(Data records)
*****

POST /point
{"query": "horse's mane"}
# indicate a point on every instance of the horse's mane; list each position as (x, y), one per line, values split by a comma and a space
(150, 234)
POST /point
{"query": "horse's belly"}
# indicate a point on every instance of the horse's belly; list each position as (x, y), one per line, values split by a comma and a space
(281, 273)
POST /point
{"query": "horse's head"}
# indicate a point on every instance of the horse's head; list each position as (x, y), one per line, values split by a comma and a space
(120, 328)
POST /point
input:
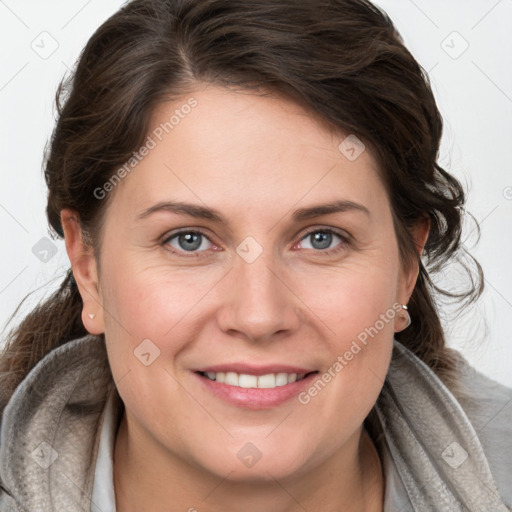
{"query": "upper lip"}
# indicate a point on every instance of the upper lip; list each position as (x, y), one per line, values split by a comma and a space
(253, 370)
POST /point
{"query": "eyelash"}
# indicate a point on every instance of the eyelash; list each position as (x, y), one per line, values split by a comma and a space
(345, 240)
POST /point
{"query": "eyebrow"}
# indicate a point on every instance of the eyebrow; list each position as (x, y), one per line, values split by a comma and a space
(201, 212)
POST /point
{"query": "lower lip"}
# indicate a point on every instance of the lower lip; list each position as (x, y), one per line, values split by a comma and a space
(256, 398)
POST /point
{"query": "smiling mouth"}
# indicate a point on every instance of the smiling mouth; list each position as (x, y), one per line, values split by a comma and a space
(247, 381)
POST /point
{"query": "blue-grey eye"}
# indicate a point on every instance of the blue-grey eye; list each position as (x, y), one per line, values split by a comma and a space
(188, 241)
(320, 239)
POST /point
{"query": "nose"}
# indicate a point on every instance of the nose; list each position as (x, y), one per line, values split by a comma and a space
(258, 303)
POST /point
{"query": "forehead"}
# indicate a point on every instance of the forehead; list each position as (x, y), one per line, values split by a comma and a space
(225, 147)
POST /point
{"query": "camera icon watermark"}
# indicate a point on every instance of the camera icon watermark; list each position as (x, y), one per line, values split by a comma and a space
(454, 455)
(45, 45)
(44, 455)
(147, 352)
(351, 147)
(249, 249)
(249, 455)
(454, 45)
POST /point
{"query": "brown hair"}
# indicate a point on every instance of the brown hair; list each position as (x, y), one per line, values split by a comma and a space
(342, 59)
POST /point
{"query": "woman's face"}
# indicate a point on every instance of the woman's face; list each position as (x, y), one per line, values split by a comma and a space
(256, 278)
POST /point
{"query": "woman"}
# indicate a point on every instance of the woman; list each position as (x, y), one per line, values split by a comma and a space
(248, 192)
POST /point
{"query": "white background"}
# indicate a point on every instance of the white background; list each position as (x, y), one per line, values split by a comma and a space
(474, 94)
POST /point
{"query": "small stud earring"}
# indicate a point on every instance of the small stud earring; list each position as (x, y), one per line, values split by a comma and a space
(406, 317)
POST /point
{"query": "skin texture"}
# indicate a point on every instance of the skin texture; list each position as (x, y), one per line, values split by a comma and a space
(255, 160)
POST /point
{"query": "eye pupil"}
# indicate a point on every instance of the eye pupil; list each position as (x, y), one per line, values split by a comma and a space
(190, 238)
(324, 238)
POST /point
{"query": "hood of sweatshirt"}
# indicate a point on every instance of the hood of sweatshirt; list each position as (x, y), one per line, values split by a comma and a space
(451, 454)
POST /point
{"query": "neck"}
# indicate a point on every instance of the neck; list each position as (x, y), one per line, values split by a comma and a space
(149, 478)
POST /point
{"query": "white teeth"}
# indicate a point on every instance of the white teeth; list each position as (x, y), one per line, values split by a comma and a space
(243, 380)
(247, 381)
(267, 381)
(231, 379)
(281, 379)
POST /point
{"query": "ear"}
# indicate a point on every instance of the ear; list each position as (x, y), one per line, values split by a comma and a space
(408, 277)
(85, 271)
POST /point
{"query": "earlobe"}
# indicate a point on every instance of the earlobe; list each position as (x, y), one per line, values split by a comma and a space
(85, 272)
(419, 233)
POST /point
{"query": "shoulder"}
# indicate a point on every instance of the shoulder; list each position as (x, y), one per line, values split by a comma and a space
(488, 406)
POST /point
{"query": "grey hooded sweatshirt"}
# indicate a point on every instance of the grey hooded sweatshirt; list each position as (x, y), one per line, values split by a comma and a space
(440, 452)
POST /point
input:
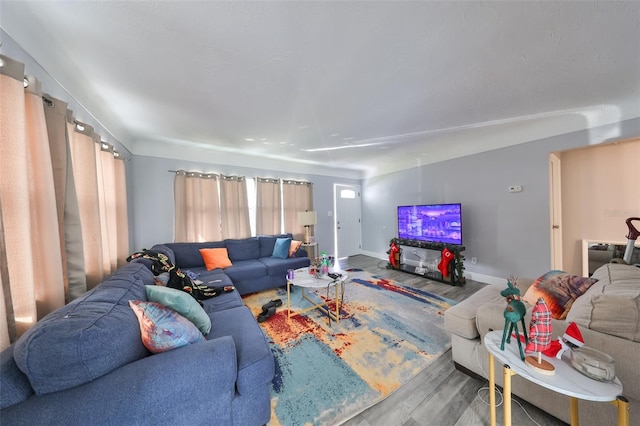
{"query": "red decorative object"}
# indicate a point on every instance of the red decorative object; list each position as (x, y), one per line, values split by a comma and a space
(571, 338)
(540, 338)
(394, 250)
(443, 266)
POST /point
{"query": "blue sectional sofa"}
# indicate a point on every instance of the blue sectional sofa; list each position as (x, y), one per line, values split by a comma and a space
(253, 269)
(85, 363)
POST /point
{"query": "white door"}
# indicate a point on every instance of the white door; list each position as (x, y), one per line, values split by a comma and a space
(348, 234)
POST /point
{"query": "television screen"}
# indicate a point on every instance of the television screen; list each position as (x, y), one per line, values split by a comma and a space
(441, 223)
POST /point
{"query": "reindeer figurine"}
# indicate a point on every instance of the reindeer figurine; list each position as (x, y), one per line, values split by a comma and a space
(513, 313)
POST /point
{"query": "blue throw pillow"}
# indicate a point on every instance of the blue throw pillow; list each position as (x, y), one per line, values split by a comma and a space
(181, 302)
(281, 248)
(87, 338)
(163, 329)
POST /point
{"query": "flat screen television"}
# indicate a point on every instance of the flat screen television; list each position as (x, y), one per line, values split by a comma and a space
(440, 223)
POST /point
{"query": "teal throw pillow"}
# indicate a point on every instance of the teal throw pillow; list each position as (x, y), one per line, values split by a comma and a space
(181, 302)
(163, 329)
(281, 248)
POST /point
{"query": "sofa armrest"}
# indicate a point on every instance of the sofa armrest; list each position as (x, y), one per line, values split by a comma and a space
(164, 249)
(187, 385)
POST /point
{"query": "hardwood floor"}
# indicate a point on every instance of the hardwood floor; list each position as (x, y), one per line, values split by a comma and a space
(440, 395)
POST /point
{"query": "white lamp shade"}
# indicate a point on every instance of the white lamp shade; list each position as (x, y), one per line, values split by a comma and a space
(307, 218)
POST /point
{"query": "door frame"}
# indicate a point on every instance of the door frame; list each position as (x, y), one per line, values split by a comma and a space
(336, 195)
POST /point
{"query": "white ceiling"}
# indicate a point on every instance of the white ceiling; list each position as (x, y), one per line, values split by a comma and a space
(371, 86)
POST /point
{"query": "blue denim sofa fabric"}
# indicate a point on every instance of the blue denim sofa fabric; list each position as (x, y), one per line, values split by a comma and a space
(80, 365)
(253, 267)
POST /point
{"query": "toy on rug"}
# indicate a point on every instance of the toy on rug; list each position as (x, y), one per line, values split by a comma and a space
(572, 338)
(540, 338)
(513, 313)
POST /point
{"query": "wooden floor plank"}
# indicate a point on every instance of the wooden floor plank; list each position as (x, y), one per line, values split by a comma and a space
(440, 395)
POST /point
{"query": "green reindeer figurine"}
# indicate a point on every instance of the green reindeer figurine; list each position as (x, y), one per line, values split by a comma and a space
(514, 312)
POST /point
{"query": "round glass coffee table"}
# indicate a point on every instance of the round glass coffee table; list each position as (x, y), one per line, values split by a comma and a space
(567, 381)
(304, 280)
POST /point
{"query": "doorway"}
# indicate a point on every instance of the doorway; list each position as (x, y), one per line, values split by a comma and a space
(347, 224)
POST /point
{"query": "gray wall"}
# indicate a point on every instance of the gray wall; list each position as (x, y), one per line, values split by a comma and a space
(507, 232)
(152, 197)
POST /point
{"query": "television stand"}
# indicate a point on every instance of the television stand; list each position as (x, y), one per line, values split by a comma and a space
(422, 258)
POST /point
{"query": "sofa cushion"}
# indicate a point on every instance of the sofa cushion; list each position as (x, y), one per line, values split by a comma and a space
(559, 290)
(14, 385)
(187, 255)
(163, 329)
(244, 249)
(245, 270)
(612, 305)
(461, 318)
(181, 302)
(268, 241)
(256, 364)
(224, 301)
(293, 248)
(281, 248)
(277, 267)
(215, 258)
(87, 338)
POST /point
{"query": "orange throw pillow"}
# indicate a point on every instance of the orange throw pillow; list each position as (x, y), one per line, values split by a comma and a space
(215, 258)
(293, 248)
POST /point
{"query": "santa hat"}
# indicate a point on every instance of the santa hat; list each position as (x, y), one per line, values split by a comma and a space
(573, 336)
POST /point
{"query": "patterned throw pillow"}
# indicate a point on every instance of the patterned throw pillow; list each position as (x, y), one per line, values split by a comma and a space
(215, 258)
(281, 248)
(163, 329)
(295, 245)
(181, 302)
(559, 290)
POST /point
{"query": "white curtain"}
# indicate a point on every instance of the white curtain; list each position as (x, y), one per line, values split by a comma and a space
(31, 242)
(196, 207)
(234, 204)
(296, 197)
(268, 207)
(51, 238)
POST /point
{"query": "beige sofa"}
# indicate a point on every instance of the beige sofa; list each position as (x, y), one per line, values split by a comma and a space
(608, 316)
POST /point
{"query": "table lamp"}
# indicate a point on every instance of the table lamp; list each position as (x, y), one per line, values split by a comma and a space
(307, 219)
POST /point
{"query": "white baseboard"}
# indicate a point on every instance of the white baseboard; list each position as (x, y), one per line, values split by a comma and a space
(474, 276)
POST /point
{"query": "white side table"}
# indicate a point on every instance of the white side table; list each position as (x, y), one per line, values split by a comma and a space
(303, 279)
(567, 381)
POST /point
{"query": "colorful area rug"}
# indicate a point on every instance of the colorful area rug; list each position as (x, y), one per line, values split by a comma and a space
(327, 372)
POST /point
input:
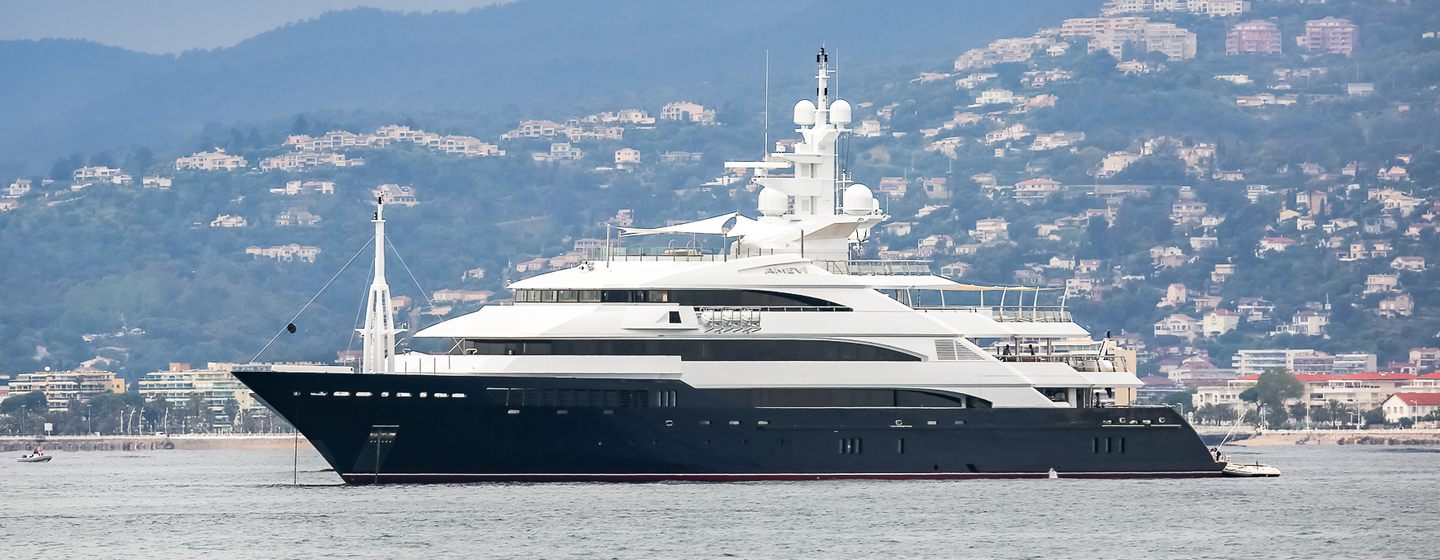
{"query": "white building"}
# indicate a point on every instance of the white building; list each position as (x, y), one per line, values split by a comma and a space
(215, 387)
(991, 231)
(1178, 326)
(1218, 321)
(216, 160)
(396, 195)
(1410, 405)
(687, 111)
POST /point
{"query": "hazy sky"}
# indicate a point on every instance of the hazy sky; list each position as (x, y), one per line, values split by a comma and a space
(169, 26)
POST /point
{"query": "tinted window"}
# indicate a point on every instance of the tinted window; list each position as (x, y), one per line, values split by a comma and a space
(693, 350)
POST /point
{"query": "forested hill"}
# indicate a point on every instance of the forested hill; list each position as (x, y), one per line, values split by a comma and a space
(1193, 200)
(487, 65)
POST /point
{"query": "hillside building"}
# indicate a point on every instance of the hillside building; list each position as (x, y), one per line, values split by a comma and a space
(1411, 406)
(213, 386)
(1253, 38)
(215, 160)
(291, 252)
(61, 387)
(687, 111)
(1331, 35)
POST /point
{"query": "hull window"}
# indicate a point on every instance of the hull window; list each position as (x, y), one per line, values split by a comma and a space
(848, 398)
(680, 297)
(575, 398)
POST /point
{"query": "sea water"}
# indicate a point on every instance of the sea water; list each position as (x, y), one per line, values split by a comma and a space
(1331, 503)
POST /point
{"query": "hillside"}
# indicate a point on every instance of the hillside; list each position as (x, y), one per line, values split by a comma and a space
(477, 68)
(1295, 189)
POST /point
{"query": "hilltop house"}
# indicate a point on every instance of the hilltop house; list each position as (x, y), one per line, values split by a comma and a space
(625, 157)
(1218, 321)
(1178, 326)
(216, 160)
(1411, 405)
(297, 187)
(285, 252)
(396, 195)
(297, 218)
(1115, 163)
(991, 231)
(228, 220)
(1381, 284)
(687, 111)
(1398, 305)
(1033, 190)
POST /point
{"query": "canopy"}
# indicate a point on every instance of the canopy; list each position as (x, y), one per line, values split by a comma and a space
(732, 225)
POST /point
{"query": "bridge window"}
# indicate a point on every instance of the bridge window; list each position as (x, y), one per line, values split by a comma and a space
(693, 350)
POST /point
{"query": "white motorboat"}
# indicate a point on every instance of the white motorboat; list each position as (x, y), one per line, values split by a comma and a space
(1253, 470)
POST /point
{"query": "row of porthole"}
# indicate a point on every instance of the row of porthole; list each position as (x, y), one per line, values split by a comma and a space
(399, 395)
(1134, 422)
(562, 412)
(732, 422)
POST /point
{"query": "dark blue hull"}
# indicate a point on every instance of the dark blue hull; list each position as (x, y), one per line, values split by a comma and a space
(408, 428)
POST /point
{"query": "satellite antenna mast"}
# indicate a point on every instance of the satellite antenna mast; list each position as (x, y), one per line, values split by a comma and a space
(378, 354)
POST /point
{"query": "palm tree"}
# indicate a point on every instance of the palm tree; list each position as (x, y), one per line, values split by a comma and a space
(1337, 411)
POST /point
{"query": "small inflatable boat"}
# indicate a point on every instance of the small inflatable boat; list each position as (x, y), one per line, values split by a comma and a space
(1253, 470)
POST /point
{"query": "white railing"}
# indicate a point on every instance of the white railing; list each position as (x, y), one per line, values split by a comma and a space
(877, 267)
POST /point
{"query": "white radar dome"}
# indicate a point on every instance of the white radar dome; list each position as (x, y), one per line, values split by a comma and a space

*****

The total, and nothing more: how many lines in the entries contain "radar"?

2